Problem description: Pictures in the records are to be excluded from an otherwise exact copy.

Records from a data source
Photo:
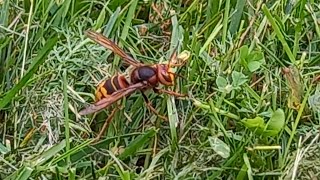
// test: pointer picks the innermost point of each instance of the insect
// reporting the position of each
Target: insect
(141, 78)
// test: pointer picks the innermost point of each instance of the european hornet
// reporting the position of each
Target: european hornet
(142, 77)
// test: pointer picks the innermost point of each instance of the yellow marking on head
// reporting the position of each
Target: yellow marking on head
(98, 95)
(104, 91)
(113, 85)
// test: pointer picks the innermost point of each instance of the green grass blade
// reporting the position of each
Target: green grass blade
(38, 60)
(25, 173)
(66, 114)
(236, 17)
(225, 22)
(139, 142)
(278, 33)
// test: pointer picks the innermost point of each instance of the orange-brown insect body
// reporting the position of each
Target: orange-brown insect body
(109, 86)
(141, 77)
(153, 75)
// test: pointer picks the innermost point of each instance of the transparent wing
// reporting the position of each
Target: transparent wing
(107, 43)
(105, 102)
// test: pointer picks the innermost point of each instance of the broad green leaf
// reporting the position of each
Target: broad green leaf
(219, 147)
(254, 65)
(25, 173)
(276, 121)
(244, 50)
(221, 82)
(254, 123)
(238, 79)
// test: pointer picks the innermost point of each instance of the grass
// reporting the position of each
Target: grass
(252, 80)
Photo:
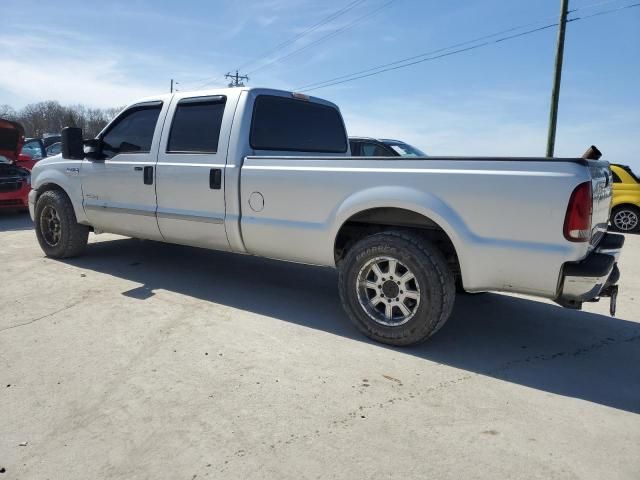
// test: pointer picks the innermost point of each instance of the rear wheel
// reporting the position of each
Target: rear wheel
(396, 287)
(57, 230)
(626, 218)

Written answer:
Photo:
// test: pointer picks the innermost point of each instance of the insect
// reporting the position of each
Target: insect
(141, 78)
// test: pointer picks the innermost point of each instance of the european hornet
// reporting the position of each
Target: european hornet
(142, 77)
// test: pointer picks the innermost point of each instance of the yellow marking on head
// reporting the position of each
Target: yellow marking on head
(98, 95)
(104, 91)
(113, 85)
// test: pointer picks the innermost point of each instance of the green grass blade
// reporting the position of each
Target: green grass blade
(38, 60)
(25, 173)
(66, 114)
(236, 17)
(225, 22)
(139, 142)
(278, 33)
// test: pointer picks the innermost point of each instance of the orange-brown insect body
// reporting the position of each
Target: orange-brown insect body
(109, 86)
(141, 77)
(153, 75)
// test: pointer picks the innermost point of each instance of the transparent wing
// reporting the position of each
Target: transparent wing
(107, 43)
(105, 102)
// test: pointer picks the innermost point of each instance of the broad green leaf
// reporting the position of each
Target: broad green leaf
(219, 147)
(254, 65)
(25, 173)
(276, 121)
(244, 50)
(221, 82)
(254, 123)
(238, 79)
// test: pointer picks the innermost point of each instance of the grass
// reporting the position of each
Target: grass
(252, 80)
Photo:
// test: pointer picks the innermost point of each instance of the rear wheel
// reporting the position of each
Target: rear wheel
(396, 287)
(57, 230)
(626, 218)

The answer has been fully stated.